- Aim of the exercise -
Select every line of the listing that includes the word "fence", matching case exactly, and copy each one out.

- Entries provided -
(begin)

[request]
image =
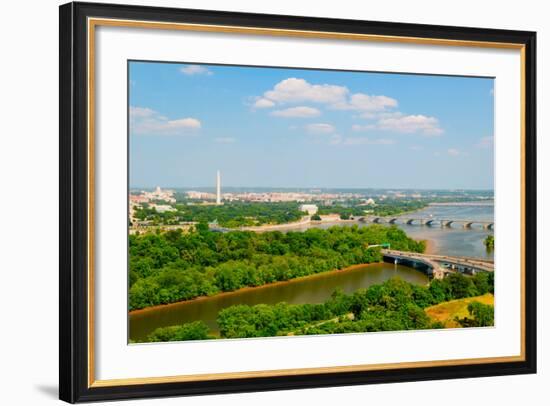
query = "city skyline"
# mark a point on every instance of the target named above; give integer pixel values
(295, 128)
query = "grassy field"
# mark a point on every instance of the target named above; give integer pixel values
(447, 311)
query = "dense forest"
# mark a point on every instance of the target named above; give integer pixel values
(393, 305)
(174, 266)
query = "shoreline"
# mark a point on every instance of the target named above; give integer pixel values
(430, 247)
(248, 288)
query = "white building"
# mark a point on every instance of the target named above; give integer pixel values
(309, 208)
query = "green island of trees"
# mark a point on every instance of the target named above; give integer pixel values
(390, 306)
(176, 266)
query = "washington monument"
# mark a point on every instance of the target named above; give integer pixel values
(218, 188)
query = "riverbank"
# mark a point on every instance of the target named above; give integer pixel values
(430, 247)
(250, 288)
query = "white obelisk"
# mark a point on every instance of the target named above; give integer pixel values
(218, 189)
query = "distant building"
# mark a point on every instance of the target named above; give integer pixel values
(309, 208)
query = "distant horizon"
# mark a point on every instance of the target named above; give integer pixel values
(318, 188)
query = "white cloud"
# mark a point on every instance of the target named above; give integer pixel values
(146, 121)
(225, 140)
(299, 112)
(411, 124)
(367, 141)
(191, 70)
(335, 139)
(320, 128)
(294, 90)
(485, 142)
(339, 140)
(453, 152)
(262, 103)
(365, 127)
(367, 103)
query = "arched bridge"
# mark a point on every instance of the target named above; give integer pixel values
(429, 221)
(438, 265)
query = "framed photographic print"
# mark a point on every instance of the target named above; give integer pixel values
(257, 202)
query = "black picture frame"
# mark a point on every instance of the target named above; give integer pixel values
(74, 365)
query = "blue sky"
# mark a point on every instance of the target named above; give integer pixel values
(299, 128)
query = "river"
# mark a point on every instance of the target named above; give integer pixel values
(454, 240)
(311, 289)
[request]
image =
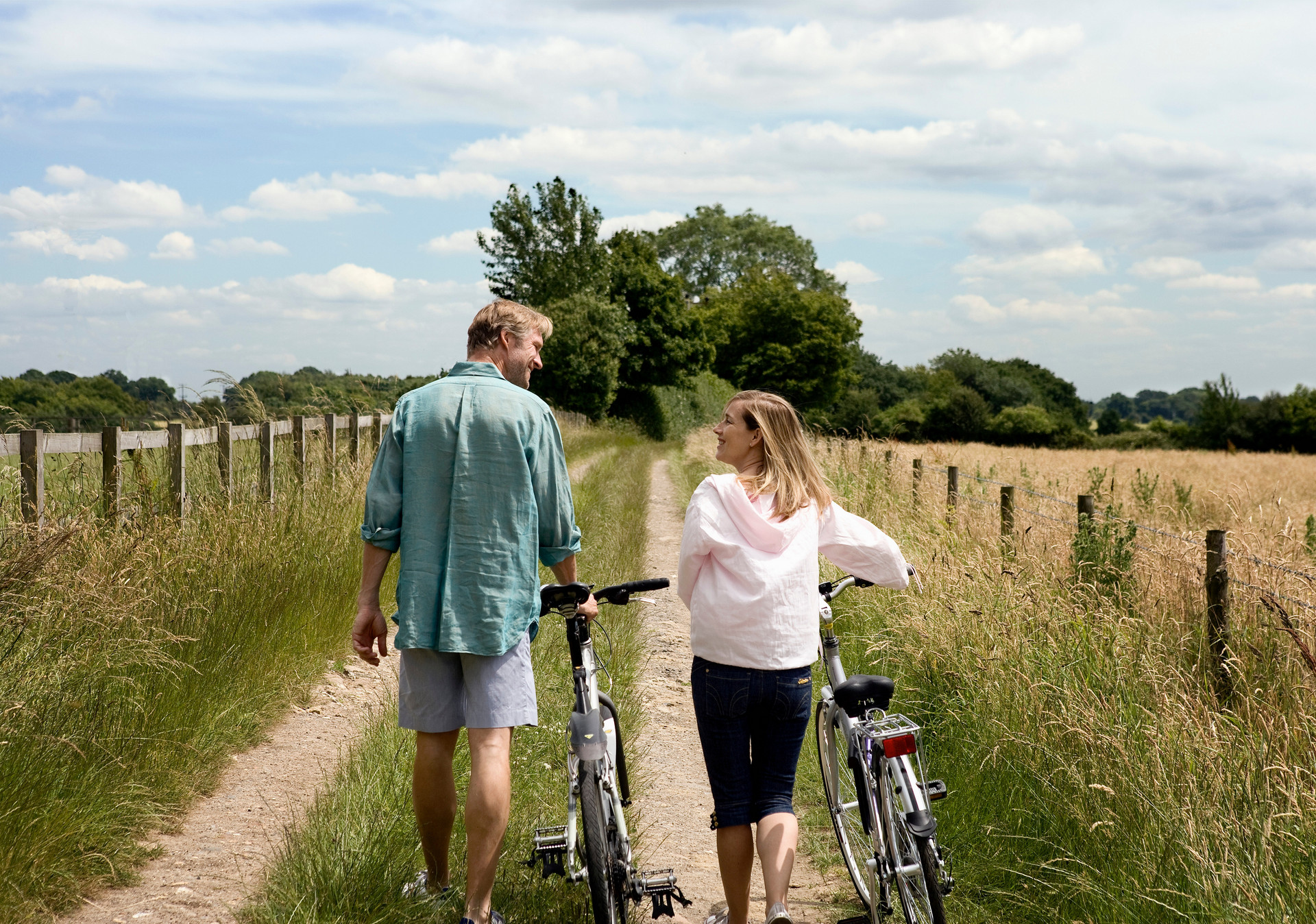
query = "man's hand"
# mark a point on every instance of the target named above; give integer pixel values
(369, 628)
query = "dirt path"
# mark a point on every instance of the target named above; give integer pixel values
(677, 803)
(212, 864)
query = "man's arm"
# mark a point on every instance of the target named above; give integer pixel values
(371, 626)
(565, 573)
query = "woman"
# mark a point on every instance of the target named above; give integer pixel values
(749, 573)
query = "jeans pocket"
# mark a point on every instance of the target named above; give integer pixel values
(794, 696)
(725, 696)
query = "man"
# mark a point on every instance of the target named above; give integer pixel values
(472, 485)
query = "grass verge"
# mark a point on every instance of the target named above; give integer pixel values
(358, 844)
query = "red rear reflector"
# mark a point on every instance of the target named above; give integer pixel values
(899, 746)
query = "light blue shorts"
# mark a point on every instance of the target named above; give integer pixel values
(440, 692)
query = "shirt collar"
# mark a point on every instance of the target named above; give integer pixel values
(485, 369)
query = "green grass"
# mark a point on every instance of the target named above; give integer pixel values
(358, 844)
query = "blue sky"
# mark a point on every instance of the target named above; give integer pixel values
(1124, 193)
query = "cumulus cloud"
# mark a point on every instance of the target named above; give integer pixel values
(868, 223)
(93, 202)
(457, 243)
(56, 241)
(849, 271)
(348, 283)
(648, 221)
(1293, 254)
(175, 245)
(243, 247)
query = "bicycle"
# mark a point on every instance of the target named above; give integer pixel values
(598, 783)
(873, 778)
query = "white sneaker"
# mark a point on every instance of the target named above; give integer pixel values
(419, 889)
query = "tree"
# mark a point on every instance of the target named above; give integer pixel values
(668, 344)
(711, 249)
(783, 339)
(583, 357)
(544, 250)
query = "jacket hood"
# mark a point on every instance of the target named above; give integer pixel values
(765, 533)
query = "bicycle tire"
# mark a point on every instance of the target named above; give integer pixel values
(840, 786)
(921, 897)
(598, 849)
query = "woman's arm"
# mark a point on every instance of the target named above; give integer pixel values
(855, 545)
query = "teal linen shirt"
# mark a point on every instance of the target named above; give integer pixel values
(472, 485)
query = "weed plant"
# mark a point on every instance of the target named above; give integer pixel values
(358, 844)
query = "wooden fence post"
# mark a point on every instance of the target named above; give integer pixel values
(111, 473)
(178, 467)
(1217, 613)
(330, 444)
(267, 462)
(299, 448)
(952, 490)
(32, 461)
(226, 454)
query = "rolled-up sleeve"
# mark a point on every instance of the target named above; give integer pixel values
(383, 524)
(559, 537)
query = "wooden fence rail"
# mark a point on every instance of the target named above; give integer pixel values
(32, 446)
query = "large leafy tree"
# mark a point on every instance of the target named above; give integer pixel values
(711, 249)
(668, 343)
(544, 247)
(785, 339)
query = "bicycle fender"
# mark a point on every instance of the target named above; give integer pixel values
(921, 823)
(587, 740)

(end)

- Completed exercise -
query = "wooden fence post"
query = "wooden fence rail"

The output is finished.